» Reading passage
☆ ☆ ☆ ☆ ☆

BRI Australia, P. O. Box 7, North Ryde, NSW 2113 Australia


Apart from steamed bread and noodles, Chinese dumplings are another significant traditional wheat flour based food in China. They are popular not only throughout China, but also in Japan, Korea, and Southeast Asian countries. Chinese dumplings were traditionally eaten on special occasions: festivals and celebrations; however, they are becoming more widely consumed as living standards in China continue to improve.

Chinese dumplings are usually made from wheat flour dough sheeted to a thickness of 1.5 - 2.0 mm, this sheet forms a skin which is used to wrap a variety of delicious fillings. The fillings usually consist of mincemeat, vegetables, seafood or a mixture.

There are three ways of cooking dumplings: boiling, steaming and frying. Boiling is the most common way of cooking and boiled dumplings are called Shuijao. When dumplings are fried, they are first pan-fried on the bottom of the dumpling and then steamed with some water in the pan. They take on a crisp golden brown texture on the bottom and a soft one on top, bursting with juice inside. On the other hand, steamed dumplings can be made into different and often beautiful shapes before steaming to produce a soft texture, and shiny appearance for celebrations and banquets. Dumplings prepared using these different cooking techniques have different product quality requirements. The present paper is concentrated on boiled dumplings.

Dumplings were commonly made at home which was a time consuming process. Food manufacturers have responded to the consumer demand for greater convenience through the production of frozen dumplings that are available for sale in many retail outlets. These products may be sold in bulk or as pre-packed products. Good quality boiled dumplings have a bright, white skin which has a soft, smooth and elastic texture. These properties are highly dependent on the flour quality used and their processing.

One common problem observed in commercial samples of frozen dumplings is the occurrence of surface (skin) checking. This is a serious quality fault as it results in the dumplings breaking during cooking When the dumplings break the juices and flavours from the fillings are lost, and the dumplings are effectively ruined.

Cracks develop during freezing, warehouse storage, transport and supermarket storage management. Very small cracks, referred to as ‘crazing’, are very likely to heal during cooking. However, large cracks are more likely to result in the dumplings breaking during cooking. Small cracks in the dumpling skin formed during initial freezing can develop into larger cracks during poor cold storage and transport management.

The present study established an optimum laboratory freezing procedure for dumplings, to allow the key flour components critical for dumpling quality to be established, and to investigate the suitability of Australian wheat for this product.

☆ ☆ ☆ ☆ ☆

» Provided records
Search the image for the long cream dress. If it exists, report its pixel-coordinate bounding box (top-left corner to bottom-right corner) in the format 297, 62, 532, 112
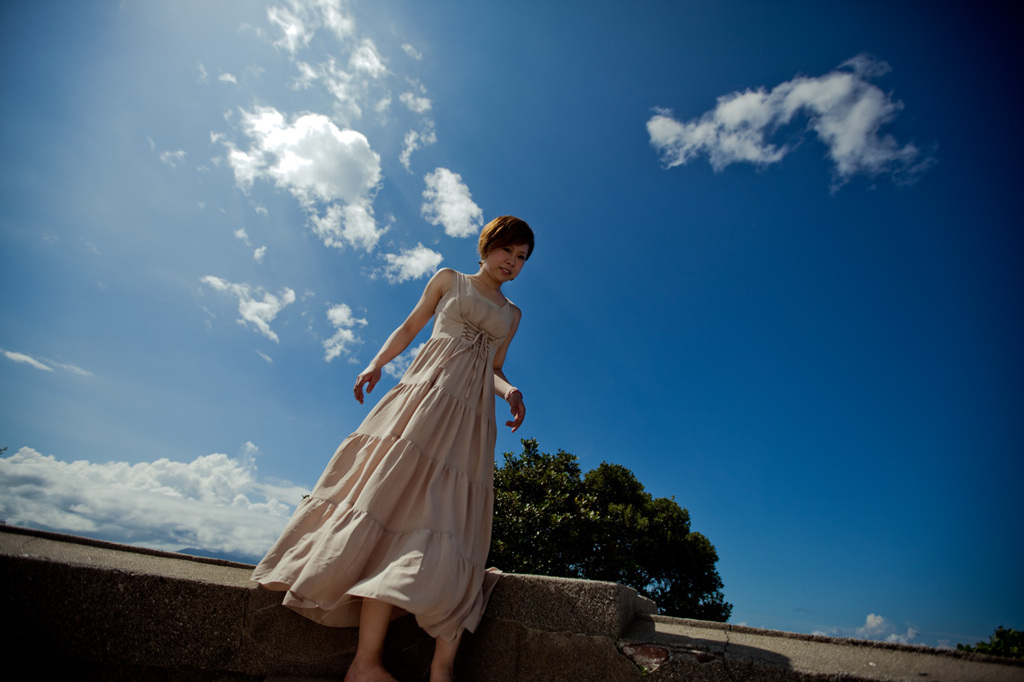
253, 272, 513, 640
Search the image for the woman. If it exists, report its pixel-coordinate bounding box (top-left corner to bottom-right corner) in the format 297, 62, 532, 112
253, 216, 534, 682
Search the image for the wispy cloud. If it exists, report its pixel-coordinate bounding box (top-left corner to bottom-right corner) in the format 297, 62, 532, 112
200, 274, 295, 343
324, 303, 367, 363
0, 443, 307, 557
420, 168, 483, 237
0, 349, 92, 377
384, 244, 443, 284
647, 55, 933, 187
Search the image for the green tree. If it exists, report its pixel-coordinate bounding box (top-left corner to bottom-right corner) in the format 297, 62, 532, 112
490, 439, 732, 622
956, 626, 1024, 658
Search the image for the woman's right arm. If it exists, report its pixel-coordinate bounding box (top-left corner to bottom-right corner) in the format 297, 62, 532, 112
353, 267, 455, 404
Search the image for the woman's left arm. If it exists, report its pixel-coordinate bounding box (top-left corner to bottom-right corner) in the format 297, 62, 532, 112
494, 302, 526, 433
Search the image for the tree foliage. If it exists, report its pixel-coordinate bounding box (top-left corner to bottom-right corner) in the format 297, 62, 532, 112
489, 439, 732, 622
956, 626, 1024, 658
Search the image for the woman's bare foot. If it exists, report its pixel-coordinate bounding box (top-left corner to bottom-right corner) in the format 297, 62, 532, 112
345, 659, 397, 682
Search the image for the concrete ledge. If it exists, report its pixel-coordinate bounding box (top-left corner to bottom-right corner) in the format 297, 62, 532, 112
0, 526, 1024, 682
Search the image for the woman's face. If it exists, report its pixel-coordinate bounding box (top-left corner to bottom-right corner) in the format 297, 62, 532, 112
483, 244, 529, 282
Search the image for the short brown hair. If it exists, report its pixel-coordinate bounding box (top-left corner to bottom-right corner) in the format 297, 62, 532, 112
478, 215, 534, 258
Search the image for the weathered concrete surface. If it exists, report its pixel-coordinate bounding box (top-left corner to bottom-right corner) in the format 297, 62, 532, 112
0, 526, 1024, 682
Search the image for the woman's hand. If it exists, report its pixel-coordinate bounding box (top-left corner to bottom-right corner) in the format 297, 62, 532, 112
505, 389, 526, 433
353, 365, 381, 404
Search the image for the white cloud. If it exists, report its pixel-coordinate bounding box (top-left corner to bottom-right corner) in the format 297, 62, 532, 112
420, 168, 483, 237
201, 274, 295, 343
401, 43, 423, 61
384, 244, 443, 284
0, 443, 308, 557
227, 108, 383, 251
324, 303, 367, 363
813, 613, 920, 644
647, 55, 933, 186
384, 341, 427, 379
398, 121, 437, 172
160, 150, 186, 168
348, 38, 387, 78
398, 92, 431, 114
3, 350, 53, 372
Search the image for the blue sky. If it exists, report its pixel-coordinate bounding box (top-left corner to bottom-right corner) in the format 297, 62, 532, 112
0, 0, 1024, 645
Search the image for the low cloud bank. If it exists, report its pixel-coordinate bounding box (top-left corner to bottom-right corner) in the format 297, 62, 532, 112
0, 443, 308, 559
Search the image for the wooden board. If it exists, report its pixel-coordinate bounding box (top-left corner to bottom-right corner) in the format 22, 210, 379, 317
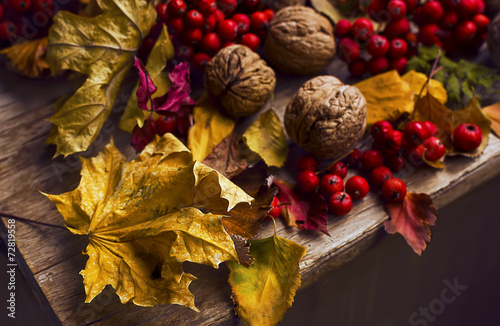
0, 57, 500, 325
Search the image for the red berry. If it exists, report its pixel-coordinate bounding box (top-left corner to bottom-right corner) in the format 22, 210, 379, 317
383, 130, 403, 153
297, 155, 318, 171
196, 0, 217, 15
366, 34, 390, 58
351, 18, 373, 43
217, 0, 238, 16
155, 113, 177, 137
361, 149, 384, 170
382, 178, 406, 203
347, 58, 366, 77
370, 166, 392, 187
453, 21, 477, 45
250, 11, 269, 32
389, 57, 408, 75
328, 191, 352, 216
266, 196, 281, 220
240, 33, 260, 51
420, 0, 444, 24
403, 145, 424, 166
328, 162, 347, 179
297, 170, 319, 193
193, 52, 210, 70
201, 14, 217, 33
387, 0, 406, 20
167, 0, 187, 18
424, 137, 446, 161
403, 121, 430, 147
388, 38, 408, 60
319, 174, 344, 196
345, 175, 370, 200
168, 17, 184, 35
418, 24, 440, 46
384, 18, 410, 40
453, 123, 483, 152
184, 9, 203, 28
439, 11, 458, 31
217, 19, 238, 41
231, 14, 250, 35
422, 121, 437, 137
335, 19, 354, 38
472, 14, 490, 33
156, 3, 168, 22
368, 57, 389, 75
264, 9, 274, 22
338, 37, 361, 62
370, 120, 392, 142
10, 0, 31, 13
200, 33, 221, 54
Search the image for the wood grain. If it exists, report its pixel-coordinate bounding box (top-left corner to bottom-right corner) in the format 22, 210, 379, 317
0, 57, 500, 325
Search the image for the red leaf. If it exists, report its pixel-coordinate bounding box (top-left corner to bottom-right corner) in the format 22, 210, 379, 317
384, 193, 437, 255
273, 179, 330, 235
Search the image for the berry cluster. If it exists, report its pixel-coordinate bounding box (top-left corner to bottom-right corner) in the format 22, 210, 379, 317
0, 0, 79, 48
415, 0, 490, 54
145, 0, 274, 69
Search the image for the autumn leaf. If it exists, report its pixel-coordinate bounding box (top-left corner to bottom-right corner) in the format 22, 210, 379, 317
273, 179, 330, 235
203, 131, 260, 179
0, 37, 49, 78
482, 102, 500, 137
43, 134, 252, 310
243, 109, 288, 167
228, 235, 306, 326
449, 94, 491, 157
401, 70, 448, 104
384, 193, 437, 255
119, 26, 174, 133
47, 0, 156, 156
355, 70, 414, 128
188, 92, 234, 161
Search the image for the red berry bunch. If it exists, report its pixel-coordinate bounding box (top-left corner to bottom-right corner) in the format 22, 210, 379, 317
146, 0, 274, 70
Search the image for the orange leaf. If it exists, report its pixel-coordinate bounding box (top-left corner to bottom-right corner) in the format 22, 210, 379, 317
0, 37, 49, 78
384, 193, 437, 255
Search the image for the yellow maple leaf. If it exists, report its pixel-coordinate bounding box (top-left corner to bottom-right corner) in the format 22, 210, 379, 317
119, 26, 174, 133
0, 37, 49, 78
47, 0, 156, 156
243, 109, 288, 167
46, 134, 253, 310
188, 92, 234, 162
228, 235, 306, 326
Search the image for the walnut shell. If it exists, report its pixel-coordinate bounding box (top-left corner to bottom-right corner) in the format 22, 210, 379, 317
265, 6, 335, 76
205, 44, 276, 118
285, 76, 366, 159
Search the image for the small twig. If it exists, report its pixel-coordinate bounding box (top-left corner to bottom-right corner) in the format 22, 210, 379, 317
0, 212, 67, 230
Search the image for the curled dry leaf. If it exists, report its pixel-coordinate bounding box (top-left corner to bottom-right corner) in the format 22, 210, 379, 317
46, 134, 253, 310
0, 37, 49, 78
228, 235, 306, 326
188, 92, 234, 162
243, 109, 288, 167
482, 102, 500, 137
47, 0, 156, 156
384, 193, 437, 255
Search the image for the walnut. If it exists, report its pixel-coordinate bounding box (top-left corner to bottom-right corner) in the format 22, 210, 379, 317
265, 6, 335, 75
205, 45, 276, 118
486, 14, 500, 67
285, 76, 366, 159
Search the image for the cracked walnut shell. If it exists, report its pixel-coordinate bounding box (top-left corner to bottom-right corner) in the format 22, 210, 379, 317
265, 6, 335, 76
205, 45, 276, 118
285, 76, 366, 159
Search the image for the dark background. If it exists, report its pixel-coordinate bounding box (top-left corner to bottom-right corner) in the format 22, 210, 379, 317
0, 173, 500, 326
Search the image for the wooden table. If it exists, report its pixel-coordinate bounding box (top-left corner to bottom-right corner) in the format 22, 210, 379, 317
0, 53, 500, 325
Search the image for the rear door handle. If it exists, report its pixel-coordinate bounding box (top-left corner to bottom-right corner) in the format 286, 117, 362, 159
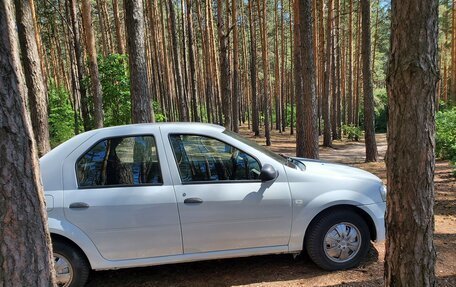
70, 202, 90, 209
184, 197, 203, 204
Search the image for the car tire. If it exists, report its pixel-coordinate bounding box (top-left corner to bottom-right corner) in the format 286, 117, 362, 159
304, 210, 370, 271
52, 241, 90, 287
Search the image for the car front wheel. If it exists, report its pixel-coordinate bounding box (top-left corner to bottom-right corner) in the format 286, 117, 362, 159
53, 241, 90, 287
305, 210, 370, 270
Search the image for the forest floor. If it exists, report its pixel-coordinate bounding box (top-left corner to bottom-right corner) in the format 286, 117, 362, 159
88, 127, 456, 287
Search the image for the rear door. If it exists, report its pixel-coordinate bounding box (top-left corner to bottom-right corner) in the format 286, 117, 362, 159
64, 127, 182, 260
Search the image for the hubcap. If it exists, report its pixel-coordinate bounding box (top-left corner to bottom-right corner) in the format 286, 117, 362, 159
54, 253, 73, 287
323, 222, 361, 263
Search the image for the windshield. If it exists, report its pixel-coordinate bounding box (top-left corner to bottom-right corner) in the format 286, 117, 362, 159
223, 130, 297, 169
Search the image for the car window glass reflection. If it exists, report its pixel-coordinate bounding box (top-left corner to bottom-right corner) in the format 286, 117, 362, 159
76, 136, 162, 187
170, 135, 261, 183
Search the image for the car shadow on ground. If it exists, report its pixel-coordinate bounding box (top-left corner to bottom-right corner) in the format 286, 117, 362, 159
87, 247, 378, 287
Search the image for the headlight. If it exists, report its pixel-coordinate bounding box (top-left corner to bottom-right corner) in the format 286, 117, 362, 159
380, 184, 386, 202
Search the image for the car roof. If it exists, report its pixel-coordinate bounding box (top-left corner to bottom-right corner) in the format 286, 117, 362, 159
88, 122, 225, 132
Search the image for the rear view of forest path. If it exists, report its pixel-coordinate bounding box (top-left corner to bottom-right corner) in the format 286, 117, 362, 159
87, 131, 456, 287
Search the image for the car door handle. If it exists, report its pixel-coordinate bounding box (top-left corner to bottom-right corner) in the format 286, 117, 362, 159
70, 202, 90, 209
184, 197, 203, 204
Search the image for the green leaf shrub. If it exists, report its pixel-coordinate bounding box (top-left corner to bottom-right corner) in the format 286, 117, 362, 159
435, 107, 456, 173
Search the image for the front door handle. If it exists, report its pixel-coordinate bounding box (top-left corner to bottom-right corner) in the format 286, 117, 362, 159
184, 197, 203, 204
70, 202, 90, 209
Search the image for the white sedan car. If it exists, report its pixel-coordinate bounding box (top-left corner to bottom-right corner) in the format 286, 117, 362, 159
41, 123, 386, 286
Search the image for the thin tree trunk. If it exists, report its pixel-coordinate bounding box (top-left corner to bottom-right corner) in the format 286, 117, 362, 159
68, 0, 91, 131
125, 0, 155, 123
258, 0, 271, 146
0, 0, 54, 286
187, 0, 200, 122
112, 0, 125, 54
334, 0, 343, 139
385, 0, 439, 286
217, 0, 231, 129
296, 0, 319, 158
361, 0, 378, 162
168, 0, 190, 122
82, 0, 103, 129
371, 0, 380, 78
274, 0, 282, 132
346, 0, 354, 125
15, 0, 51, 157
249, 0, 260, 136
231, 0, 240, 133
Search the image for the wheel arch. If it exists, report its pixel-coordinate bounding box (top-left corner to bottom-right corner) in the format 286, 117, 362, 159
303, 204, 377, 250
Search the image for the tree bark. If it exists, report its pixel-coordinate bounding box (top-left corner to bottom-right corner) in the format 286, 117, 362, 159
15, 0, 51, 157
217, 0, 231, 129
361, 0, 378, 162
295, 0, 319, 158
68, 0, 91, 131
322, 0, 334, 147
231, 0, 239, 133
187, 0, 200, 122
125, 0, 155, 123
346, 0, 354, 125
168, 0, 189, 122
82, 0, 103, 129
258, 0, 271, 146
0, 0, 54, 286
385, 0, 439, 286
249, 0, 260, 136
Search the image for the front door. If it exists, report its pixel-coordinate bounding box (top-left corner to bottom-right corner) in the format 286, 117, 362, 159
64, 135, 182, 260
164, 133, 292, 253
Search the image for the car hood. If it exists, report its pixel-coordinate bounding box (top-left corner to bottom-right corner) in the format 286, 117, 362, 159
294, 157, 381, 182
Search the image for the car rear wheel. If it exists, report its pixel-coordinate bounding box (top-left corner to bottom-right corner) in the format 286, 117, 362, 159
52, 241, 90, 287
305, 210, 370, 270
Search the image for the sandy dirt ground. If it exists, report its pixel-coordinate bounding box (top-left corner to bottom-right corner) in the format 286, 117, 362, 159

☆ ☆ ☆ ☆ ☆

» Written problem 1
Reproduce the passage on Chinese dumplings from "Chinese dumplings are usually" up to and including "or a mixture.".
» Written problem 2
Report every line of the listing that contains the string "background", treating uppercase and lowercase letters as distinct.

» Finished answer 1
Chinese dumplings are usually made from wheat flour dough sheeted to a thickness of 1.5 - 2.0 mm, this sheet forms a skin which is used to wrap a variety of delicious fillings. The fillings usually consist of mincemeat, vegetables, seafood or a mixture.

» Finished answer 2
Search the image for the dark background. If it exists, report its pixel-coordinate bounding box (top-left corner to bottom-right corner) in the format 22, 210, 379, 317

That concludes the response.